Task requirements -
Using the records below, find every line that includes "yellow" and copy it.

== Segment start ==

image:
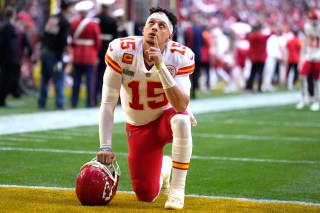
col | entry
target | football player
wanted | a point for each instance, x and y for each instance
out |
(310, 61)
(150, 73)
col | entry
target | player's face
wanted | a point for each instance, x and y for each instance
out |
(156, 27)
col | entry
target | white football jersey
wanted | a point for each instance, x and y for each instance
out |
(312, 42)
(142, 96)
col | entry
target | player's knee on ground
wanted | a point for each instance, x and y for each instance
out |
(181, 125)
(145, 191)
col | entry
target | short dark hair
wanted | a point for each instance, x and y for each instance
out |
(173, 19)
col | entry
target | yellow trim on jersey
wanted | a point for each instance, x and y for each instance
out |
(114, 65)
(181, 166)
(186, 70)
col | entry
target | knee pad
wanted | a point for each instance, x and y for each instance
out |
(145, 191)
(181, 126)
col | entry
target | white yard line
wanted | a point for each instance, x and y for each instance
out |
(191, 195)
(43, 121)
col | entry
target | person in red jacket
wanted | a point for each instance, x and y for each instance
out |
(293, 47)
(257, 55)
(86, 44)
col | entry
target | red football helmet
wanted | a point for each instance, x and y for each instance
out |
(97, 183)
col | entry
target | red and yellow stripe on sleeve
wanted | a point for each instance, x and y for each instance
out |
(114, 65)
(186, 70)
(181, 166)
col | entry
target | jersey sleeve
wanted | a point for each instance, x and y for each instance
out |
(113, 55)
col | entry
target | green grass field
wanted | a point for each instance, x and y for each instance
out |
(270, 153)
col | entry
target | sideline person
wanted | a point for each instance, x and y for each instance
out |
(150, 73)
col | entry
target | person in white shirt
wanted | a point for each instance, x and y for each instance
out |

== Segment end ==

Your response -
target | yellow trim on jersey
target | red and yellow stripe on sleeve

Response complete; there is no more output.